Restate word for word the line with "Look at this image and locate every instance of paved" and all lines after it; please stop only at the end of the listing below.

------------------------------------------------------------------------

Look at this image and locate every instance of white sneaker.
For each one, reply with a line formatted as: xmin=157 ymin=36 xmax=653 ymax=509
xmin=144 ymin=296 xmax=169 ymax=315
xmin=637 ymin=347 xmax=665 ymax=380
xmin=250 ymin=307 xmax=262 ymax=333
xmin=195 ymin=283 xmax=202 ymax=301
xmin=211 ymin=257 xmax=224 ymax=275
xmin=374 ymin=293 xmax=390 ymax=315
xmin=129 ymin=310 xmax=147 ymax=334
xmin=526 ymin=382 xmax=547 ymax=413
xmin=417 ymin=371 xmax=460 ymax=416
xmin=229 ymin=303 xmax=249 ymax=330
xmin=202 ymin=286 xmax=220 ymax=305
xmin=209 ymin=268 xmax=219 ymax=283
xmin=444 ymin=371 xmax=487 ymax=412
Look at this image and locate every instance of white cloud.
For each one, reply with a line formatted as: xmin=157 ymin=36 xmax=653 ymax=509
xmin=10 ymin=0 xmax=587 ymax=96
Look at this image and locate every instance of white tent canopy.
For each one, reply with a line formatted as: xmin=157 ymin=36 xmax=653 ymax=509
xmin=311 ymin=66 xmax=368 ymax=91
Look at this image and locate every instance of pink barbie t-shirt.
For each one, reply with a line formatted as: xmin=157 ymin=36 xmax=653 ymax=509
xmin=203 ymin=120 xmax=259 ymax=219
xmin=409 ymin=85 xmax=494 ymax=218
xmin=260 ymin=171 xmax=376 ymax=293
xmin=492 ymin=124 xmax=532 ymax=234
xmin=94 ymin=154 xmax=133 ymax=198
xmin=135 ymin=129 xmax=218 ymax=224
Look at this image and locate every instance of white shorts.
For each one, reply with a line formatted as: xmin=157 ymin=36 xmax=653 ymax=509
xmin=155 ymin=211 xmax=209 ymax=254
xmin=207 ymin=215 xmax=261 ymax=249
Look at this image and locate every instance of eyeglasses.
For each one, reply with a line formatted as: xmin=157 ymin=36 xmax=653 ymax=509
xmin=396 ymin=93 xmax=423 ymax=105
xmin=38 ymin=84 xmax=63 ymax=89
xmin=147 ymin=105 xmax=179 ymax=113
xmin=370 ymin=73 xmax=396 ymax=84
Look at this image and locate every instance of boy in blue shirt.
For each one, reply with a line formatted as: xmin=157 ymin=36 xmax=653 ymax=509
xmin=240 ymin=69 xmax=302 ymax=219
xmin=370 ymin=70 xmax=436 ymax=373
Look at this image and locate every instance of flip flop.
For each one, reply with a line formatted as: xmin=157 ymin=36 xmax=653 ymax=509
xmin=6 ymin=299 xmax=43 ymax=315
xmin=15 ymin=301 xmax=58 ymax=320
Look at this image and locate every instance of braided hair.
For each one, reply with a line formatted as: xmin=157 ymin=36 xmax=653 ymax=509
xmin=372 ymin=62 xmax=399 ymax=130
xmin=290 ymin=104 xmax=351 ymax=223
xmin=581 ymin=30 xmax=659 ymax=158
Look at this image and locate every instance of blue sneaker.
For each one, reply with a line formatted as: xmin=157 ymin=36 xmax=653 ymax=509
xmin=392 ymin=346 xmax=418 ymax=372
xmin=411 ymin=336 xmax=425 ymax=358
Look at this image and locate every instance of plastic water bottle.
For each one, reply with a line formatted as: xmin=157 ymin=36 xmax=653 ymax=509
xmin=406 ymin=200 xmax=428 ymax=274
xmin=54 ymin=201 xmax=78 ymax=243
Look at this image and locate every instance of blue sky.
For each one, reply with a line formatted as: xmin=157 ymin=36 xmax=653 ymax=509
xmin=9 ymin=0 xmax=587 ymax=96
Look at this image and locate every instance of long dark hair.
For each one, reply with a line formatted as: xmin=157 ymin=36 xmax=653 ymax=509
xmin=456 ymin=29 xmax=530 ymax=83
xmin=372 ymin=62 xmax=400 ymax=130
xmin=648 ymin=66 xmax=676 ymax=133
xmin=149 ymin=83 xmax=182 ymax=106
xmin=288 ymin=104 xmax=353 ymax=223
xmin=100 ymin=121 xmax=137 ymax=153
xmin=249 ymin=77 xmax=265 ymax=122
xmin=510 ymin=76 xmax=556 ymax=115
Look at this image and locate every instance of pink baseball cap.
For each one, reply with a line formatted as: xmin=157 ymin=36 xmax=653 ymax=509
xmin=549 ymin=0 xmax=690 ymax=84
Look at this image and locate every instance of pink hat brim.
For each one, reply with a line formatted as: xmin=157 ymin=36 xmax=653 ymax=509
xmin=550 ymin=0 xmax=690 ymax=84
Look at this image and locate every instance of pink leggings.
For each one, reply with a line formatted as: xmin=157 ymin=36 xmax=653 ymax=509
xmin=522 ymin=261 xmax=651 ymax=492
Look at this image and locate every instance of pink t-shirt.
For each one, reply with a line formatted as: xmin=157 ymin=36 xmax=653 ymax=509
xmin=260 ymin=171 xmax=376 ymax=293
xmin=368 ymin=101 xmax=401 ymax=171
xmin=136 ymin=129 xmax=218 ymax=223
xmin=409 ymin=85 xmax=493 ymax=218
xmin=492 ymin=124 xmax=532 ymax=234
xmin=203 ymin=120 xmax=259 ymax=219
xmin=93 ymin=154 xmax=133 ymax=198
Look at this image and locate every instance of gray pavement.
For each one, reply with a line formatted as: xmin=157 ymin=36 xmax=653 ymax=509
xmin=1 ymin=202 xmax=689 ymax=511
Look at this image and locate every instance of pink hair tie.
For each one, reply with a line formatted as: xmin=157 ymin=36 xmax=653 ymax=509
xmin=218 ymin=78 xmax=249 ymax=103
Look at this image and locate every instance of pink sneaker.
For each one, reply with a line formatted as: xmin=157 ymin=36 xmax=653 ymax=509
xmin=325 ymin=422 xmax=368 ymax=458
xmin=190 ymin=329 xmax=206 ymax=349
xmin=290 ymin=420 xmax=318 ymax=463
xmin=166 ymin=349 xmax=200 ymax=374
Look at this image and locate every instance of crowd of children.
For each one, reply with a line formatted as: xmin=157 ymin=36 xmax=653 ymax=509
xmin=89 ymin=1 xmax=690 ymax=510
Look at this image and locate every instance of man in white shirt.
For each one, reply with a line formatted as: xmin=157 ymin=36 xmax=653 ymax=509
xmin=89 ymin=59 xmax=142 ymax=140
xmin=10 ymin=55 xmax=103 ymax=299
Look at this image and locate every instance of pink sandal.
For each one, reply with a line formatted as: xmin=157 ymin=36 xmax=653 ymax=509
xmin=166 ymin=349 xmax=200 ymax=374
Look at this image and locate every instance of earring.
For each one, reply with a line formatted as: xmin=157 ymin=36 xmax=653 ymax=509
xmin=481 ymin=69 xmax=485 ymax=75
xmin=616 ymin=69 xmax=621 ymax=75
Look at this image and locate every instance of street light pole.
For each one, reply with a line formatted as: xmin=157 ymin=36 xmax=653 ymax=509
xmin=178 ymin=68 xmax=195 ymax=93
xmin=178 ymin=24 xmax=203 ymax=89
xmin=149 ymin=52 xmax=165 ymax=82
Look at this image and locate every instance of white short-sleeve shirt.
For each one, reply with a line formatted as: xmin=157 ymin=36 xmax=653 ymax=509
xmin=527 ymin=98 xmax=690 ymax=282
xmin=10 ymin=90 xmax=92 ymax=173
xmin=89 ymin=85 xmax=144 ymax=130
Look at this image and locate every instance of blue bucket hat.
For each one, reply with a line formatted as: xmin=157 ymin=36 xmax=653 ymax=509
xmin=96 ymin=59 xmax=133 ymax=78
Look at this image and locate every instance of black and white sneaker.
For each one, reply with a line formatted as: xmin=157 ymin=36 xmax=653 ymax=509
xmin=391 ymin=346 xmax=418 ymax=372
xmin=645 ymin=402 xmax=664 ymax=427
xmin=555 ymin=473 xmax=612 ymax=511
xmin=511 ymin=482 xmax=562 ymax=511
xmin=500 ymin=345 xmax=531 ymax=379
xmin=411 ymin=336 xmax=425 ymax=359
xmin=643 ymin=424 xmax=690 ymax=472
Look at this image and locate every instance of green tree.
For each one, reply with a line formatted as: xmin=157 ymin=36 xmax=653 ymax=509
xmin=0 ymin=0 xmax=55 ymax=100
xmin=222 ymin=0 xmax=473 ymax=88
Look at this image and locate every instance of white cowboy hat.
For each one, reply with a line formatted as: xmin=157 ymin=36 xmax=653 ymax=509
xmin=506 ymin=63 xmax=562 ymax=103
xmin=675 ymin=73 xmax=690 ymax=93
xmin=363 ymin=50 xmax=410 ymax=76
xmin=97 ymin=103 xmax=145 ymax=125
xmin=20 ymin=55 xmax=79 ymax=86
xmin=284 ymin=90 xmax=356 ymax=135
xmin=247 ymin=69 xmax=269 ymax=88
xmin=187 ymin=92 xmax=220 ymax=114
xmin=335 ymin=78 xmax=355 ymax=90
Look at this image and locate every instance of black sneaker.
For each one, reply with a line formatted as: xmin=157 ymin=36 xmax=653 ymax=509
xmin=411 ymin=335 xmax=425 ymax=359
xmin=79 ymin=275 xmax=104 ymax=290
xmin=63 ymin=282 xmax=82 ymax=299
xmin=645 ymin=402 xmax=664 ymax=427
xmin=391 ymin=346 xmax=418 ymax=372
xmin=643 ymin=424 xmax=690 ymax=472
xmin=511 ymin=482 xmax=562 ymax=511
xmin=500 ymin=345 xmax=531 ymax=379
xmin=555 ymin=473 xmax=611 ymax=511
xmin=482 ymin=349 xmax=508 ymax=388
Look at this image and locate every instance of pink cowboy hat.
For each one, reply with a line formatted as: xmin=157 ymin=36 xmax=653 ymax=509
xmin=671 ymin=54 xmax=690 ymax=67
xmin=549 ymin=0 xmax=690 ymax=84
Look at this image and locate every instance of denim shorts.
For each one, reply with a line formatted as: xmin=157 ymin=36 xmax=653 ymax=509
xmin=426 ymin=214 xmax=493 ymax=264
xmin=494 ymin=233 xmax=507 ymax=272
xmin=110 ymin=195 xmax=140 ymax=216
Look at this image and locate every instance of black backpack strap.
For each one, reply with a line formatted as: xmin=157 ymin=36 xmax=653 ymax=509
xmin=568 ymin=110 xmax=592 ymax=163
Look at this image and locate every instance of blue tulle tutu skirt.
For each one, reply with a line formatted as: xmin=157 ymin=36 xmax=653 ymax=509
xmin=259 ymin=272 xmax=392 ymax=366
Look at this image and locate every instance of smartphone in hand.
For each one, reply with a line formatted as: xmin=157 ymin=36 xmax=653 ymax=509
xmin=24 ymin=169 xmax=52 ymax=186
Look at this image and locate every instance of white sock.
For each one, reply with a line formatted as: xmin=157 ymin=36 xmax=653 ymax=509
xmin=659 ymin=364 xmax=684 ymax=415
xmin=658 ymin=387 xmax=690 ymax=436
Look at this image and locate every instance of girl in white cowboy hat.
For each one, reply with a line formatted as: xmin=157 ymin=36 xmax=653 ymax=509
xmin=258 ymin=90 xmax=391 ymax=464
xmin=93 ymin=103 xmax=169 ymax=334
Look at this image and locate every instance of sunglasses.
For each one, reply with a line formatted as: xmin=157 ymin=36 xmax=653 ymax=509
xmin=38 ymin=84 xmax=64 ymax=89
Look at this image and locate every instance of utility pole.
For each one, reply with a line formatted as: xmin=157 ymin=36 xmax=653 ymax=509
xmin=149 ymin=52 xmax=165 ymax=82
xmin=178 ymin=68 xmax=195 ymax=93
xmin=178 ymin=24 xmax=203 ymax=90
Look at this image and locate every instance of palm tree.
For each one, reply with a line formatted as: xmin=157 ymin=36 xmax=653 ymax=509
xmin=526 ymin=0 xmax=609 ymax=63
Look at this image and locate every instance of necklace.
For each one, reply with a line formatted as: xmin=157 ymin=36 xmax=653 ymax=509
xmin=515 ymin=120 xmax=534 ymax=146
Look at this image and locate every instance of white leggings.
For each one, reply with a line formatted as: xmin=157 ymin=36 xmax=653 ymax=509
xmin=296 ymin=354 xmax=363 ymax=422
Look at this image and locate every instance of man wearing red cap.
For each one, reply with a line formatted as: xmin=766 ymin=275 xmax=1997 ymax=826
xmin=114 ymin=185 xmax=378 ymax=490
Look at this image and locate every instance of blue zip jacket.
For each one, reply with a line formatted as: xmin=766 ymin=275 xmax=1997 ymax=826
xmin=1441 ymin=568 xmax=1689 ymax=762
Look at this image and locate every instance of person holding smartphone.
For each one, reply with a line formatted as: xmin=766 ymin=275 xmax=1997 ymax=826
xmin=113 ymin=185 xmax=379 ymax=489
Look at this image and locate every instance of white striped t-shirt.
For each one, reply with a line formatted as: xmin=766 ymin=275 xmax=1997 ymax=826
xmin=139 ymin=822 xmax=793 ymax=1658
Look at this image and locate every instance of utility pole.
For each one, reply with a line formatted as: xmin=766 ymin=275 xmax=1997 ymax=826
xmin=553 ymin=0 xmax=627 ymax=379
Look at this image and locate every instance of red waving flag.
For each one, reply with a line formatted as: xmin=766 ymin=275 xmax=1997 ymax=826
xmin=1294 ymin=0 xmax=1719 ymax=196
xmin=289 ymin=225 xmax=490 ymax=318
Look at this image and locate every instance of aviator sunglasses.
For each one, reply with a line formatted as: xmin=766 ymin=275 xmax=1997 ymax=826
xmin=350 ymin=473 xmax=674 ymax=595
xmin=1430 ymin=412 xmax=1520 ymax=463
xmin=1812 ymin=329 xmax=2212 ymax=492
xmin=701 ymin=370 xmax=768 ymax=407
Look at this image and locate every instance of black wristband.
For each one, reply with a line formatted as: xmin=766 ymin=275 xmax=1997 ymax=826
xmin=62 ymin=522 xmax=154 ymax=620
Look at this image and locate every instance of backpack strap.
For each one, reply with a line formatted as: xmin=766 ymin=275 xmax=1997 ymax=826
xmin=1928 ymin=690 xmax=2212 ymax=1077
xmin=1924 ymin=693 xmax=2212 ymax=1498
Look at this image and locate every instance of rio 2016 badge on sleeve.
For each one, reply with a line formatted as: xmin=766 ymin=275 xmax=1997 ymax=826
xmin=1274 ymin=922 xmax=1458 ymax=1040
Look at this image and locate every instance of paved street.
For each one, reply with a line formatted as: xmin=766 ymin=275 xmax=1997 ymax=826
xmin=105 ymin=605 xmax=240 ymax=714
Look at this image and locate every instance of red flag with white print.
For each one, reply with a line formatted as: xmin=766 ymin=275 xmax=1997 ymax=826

------------------------------------------------------------------------

Answer to the exercise –
Look at this image and locate every instance of paved street.
For each one, reply with a line formatted as: xmin=766 ymin=275 xmax=1997 ymax=826
xmin=105 ymin=605 xmax=240 ymax=714
Look at this image and locate every instance of red flag with white print.
For each one, reply with a line formatted as: xmin=766 ymin=275 xmax=1997 ymax=826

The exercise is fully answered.